[Given exercise] Which lines in the rows below contain the word "cabin"? Gather all of them and copy each one out in full.

[Data]
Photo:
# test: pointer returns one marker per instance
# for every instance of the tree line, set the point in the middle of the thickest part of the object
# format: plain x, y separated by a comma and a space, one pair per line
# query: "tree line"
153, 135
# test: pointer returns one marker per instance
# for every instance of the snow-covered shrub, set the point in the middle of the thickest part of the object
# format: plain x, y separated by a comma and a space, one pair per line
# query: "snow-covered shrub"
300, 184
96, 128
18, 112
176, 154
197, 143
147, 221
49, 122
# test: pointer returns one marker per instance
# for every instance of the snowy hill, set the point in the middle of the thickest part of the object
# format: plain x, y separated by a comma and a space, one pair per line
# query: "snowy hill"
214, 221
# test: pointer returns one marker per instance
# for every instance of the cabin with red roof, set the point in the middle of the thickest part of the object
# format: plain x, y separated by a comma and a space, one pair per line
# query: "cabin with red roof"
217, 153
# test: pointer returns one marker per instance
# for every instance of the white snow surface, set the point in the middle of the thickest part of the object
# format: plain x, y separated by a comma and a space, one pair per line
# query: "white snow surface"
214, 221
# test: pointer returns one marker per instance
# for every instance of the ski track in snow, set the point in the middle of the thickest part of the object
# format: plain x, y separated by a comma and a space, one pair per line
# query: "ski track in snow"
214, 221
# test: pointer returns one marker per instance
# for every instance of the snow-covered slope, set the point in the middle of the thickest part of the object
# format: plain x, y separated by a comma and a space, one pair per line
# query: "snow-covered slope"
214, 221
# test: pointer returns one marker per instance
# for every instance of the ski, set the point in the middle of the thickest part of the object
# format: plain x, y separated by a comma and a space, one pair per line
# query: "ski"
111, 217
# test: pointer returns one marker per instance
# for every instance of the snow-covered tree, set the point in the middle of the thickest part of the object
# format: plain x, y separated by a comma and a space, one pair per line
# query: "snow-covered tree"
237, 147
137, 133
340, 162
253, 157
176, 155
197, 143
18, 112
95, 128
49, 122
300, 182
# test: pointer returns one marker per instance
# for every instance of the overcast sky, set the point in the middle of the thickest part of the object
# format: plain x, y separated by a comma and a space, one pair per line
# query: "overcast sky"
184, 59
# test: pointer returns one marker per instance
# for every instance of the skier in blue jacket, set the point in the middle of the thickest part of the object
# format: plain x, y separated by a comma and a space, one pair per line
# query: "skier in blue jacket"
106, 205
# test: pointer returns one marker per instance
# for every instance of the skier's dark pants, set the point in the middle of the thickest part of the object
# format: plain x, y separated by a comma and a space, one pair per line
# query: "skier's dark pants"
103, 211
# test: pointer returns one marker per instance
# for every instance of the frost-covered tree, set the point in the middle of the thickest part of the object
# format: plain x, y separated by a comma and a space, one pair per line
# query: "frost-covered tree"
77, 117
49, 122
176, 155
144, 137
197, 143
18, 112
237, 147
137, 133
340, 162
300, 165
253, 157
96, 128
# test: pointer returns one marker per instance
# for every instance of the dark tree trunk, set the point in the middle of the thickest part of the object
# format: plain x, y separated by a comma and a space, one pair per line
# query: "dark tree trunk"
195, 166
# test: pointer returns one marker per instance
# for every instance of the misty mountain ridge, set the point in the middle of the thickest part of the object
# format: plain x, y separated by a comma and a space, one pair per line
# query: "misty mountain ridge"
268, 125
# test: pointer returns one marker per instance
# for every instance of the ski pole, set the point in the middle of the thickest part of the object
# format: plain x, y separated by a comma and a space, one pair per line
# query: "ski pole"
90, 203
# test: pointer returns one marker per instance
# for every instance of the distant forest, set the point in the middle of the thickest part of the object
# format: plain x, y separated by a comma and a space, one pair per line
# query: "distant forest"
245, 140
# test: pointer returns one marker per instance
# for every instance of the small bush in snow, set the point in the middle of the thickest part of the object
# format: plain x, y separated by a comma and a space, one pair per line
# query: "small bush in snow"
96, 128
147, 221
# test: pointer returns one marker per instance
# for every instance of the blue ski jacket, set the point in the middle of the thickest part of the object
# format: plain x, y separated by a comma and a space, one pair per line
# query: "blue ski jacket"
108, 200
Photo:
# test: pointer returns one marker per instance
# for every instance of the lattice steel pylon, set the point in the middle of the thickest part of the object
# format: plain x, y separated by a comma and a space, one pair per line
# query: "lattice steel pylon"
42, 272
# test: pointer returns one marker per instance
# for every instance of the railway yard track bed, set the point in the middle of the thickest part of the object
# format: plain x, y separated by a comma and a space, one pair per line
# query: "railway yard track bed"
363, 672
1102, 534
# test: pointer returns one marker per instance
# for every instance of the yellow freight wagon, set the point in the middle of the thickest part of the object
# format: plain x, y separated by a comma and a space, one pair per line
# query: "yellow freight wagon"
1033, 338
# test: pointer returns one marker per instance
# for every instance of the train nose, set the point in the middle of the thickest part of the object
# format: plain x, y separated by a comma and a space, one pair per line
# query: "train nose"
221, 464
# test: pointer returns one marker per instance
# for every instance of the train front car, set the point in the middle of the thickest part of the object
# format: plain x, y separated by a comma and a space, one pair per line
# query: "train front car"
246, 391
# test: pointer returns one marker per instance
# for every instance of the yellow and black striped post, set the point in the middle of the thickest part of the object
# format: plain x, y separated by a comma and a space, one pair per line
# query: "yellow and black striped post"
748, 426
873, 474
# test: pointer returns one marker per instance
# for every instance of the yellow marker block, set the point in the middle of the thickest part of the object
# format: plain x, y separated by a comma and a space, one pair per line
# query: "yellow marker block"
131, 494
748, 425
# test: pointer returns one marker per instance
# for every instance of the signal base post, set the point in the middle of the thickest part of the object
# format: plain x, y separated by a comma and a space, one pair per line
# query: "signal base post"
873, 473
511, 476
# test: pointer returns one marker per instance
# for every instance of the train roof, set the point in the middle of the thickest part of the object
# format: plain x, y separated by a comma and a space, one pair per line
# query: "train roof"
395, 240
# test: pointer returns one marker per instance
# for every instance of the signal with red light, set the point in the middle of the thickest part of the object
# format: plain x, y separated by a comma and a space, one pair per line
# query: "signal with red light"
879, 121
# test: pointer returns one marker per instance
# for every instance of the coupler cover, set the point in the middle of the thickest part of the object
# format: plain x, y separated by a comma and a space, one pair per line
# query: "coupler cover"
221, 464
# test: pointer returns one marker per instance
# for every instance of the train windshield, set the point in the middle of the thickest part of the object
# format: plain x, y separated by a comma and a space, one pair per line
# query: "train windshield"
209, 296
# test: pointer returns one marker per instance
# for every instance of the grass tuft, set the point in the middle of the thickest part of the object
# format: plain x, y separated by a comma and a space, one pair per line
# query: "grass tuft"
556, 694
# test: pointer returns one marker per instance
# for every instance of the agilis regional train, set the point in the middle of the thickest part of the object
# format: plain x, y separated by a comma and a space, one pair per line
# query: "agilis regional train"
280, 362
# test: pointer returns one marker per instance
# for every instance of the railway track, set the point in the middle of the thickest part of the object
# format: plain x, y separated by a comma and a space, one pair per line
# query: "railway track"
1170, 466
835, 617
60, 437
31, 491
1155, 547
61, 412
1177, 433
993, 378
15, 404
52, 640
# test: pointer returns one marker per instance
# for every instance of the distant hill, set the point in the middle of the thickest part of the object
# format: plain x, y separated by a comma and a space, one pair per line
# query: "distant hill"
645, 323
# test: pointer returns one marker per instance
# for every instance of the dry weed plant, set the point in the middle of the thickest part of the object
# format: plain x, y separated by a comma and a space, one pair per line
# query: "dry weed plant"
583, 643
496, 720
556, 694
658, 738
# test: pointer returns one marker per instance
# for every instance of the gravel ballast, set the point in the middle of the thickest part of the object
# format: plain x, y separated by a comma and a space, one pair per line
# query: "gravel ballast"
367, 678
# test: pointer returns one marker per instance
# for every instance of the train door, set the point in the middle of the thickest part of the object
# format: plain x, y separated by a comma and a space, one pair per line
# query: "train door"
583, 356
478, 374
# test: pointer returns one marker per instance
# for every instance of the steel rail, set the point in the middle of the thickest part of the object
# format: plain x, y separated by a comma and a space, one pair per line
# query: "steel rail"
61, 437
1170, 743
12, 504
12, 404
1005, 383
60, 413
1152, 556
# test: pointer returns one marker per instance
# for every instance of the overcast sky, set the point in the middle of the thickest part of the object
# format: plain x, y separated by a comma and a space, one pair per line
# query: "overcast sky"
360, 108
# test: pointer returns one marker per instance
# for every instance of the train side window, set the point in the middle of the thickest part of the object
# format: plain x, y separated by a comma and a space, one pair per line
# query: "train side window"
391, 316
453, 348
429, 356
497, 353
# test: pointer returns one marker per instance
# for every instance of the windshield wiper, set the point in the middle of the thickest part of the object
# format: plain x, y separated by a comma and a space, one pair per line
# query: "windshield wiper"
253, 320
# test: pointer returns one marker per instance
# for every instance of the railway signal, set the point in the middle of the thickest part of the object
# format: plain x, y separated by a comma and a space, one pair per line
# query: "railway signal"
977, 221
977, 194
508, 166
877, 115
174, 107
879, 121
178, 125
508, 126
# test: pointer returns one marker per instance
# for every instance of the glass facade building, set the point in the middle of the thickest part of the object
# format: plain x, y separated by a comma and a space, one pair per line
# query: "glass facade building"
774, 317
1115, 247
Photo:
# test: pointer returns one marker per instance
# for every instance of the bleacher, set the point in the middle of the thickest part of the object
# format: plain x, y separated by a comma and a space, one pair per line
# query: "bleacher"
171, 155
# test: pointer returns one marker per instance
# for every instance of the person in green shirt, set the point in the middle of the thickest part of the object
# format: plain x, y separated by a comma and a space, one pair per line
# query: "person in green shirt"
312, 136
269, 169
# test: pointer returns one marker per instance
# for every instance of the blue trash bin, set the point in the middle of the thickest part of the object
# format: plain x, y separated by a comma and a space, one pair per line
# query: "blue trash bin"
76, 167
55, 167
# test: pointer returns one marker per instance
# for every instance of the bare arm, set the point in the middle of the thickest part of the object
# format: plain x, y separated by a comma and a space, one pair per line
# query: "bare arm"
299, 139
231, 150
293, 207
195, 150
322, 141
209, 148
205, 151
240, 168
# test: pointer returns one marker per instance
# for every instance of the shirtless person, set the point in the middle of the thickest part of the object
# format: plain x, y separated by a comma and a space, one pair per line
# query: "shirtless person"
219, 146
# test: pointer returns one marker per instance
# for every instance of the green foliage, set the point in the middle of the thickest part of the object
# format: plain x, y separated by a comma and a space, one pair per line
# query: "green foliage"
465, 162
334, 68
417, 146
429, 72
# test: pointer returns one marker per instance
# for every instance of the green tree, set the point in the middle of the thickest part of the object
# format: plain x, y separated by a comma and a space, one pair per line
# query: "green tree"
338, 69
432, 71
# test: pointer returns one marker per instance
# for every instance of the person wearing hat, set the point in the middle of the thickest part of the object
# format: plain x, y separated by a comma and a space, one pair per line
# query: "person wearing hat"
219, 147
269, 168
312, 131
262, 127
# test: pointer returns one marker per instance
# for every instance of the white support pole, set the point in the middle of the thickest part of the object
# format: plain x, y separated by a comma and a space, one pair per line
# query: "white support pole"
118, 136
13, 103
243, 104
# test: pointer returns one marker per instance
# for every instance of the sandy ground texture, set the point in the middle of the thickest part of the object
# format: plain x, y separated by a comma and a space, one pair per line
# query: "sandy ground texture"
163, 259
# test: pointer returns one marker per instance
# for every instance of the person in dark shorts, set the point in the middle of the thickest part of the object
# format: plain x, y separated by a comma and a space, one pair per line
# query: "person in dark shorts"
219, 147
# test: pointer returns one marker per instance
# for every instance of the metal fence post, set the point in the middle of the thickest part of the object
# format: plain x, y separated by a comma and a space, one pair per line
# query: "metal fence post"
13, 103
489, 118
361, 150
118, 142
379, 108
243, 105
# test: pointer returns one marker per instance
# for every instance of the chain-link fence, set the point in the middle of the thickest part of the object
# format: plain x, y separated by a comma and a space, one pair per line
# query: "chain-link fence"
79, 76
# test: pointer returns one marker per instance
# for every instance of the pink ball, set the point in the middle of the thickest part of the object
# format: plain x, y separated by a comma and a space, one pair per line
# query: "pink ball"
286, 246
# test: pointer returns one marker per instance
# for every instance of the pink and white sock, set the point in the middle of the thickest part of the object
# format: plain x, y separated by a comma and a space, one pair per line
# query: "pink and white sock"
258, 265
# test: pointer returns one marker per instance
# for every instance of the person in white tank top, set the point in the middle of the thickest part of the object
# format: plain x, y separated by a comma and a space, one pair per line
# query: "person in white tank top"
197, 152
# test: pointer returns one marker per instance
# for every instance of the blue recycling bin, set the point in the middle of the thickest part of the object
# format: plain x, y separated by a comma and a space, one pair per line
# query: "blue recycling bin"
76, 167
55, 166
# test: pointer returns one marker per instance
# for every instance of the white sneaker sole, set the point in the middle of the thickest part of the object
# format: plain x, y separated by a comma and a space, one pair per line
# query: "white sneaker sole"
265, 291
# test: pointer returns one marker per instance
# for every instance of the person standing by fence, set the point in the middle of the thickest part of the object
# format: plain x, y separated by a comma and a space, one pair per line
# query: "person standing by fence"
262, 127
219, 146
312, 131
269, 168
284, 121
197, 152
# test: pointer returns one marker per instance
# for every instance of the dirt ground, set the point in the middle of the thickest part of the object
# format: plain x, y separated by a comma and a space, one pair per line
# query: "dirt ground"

[Solved exercise]
# for every instance of the cabin with red roof, set the point in the middle of the thickest part of the object
# query: "cabin with red roof"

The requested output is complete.